§ **Bloc de texte**:
1. Pourquoi renommer Prajña & Philia ?
Depuis la fondation de Prajña & Philia, il y a quatre ans de cela, nous avons gagné en maturité. Le champ où je pensais nécessaire de se placer pour répondre à notre destin d’Occidentaux, à l’âge de la globalisation — c'est-à-dire de l’im-monde, la destruction du monde — a été circonscrit. Les derniers séminaires de cet été l’ont montré. Le niveau de sérieux de ceux qui viennent, leur joie et la manière dont ils se sentent conduits au centre de leur vie, en témoignent. Il nous est donc aujourd’hui possible d’assumer plus ouvertement cette aventure et le nom d’Ecole Occidentale de Méditation va dans ce sens. Il est plus simple.
2. Pourquoi le terme de « méditation » est-il à ce point mis en avant ?
La pratique de la méditation m’a toujours semblé être la chose la plus décisive à transmettre et elle est et restera le cœur de notre engagement. Cette transmission se doit d’être la plus rigoureuse et simple possible afin d’aider chacun à trouver son propre chemin.

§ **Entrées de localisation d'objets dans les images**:
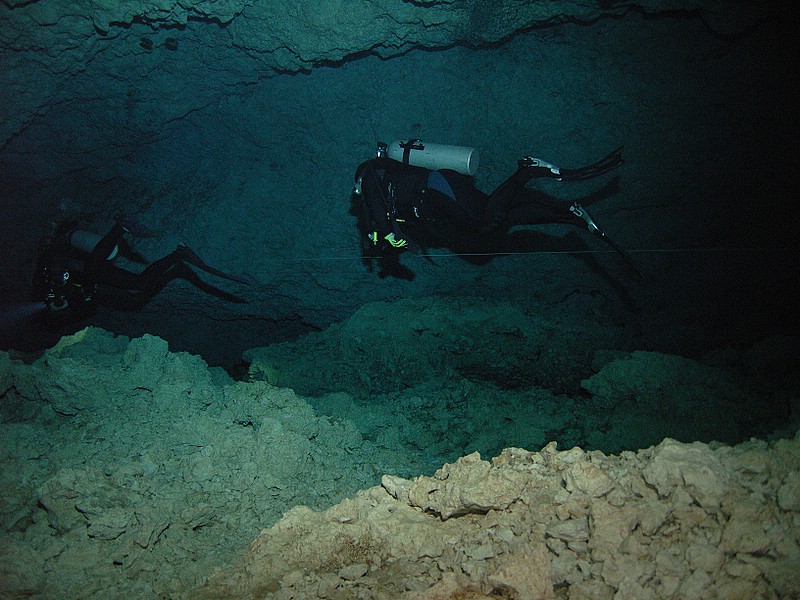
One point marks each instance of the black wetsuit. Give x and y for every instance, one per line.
x=400, y=199
x=71, y=281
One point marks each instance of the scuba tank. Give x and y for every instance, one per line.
x=85, y=241
x=431, y=156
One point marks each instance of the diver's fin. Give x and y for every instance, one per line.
x=530, y=168
x=604, y=165
x=188, y=255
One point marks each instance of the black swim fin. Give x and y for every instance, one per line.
x=604, y=165
x=188, y=255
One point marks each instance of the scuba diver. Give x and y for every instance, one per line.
x=414, y=190
x=75, y=271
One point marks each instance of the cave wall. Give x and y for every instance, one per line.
x=237, y=128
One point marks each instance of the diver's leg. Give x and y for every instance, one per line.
x=104, y=248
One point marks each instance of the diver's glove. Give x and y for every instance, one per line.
x=580, y=212
x=536, y=167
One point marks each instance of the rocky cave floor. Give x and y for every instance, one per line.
x=130, y=470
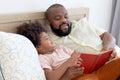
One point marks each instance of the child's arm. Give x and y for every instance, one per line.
x=74, y=60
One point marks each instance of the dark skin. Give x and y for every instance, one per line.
x=57, y=16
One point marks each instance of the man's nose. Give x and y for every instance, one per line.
x=64, y=19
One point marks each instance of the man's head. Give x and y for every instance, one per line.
x=58, y=19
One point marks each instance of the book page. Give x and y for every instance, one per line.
x=92, y=62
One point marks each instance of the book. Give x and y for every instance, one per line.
x=92, y=62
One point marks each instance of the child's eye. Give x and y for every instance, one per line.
x=57, y=17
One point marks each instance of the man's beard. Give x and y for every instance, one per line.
x=59, y=32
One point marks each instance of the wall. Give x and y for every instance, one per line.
x=100, y=10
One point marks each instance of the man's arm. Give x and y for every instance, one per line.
x=59, y=72
x=108, y=41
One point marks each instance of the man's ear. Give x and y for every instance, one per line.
x=47, y=22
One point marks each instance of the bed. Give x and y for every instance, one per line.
x=18, y=57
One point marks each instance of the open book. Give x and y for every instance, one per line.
x=92, y=62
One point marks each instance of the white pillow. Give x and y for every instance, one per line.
x=18, y=58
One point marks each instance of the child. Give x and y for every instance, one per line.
x=55, y=60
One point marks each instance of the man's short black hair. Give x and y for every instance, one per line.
x=52, y=6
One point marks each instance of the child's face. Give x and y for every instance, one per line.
x=46, y=46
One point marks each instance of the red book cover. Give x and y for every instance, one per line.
x=92, y=62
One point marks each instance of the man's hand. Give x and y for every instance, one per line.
x=108, y=41
x=74, y=60
x=72, y=72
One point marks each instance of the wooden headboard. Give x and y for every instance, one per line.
x=9, y=22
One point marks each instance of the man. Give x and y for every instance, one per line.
x=83, y=37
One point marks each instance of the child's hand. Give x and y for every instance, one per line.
x=74, y=59
x=113, y=55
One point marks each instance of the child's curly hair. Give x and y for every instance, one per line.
x=32, y=31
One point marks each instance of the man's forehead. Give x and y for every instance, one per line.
x=58, y=10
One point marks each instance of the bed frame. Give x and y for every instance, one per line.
x=9, y=22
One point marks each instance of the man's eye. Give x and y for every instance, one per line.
x=57, y=17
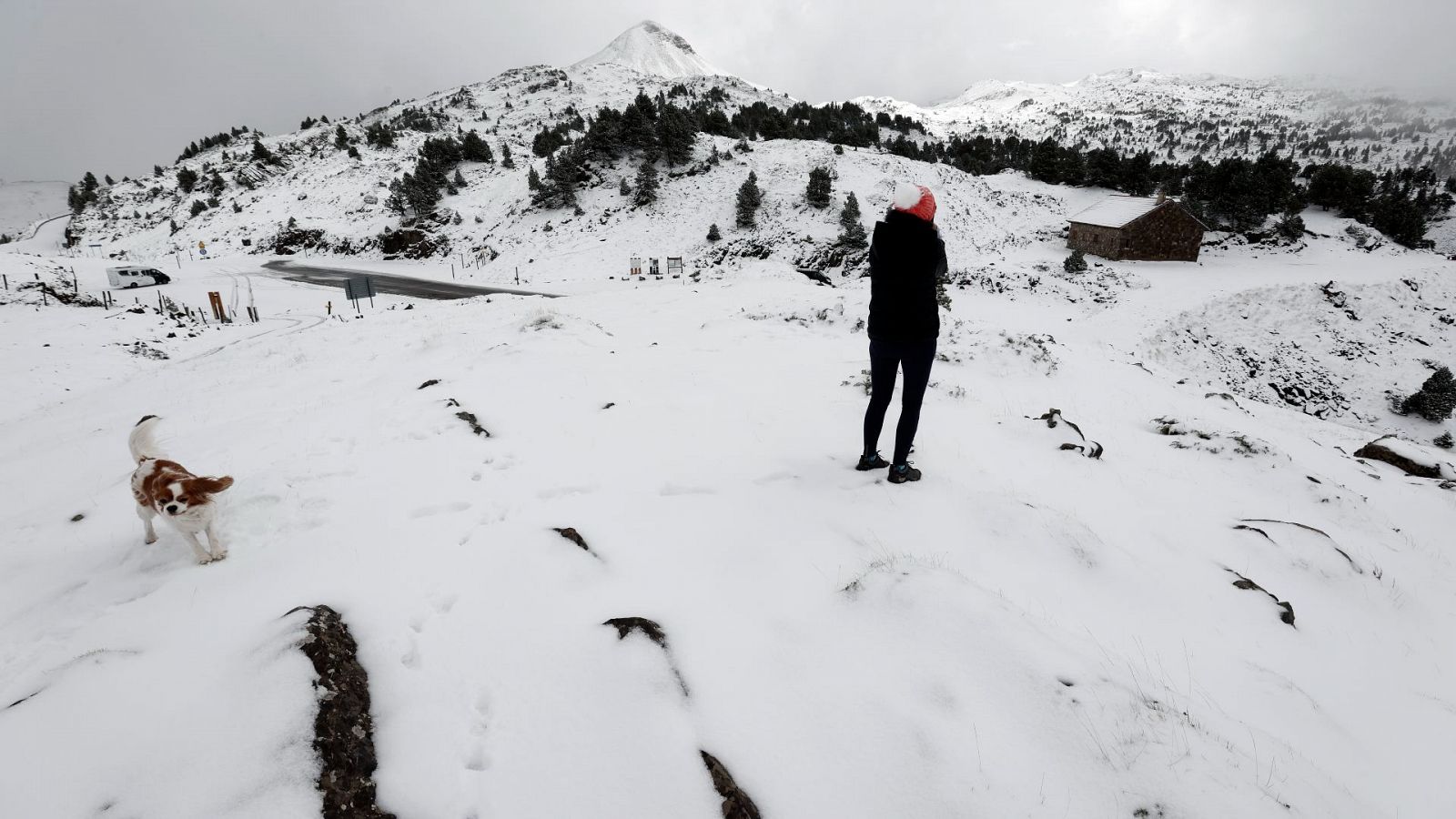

§ **Exercices**:
• 1. D'après le texte sur Prajña & Philia, quel nouveau nom est adopté ?
• 2. Résumez le texte sur Prajña & Philia en deux phrases.
Les items ne sont pas utiles pour ce travail.

§ **Réponses attendues**:
• 1. Ecole Occidentale de Méditation

• 2. Quatre ans après sa fondation, Prajña & Philia a gagné en maturité, ce qui permet d'assumer plus ouvertement cette aventure sous le nom, plus simple, d'Ecole Occidentale de Méditation. La méditation y est mise en avant parce qu'elle est la chose la plus décisive à transmettre et le cœur de l'engagement, une transmission voulue rigoureuse et simple pour aider chacun à trouver son propre chemin.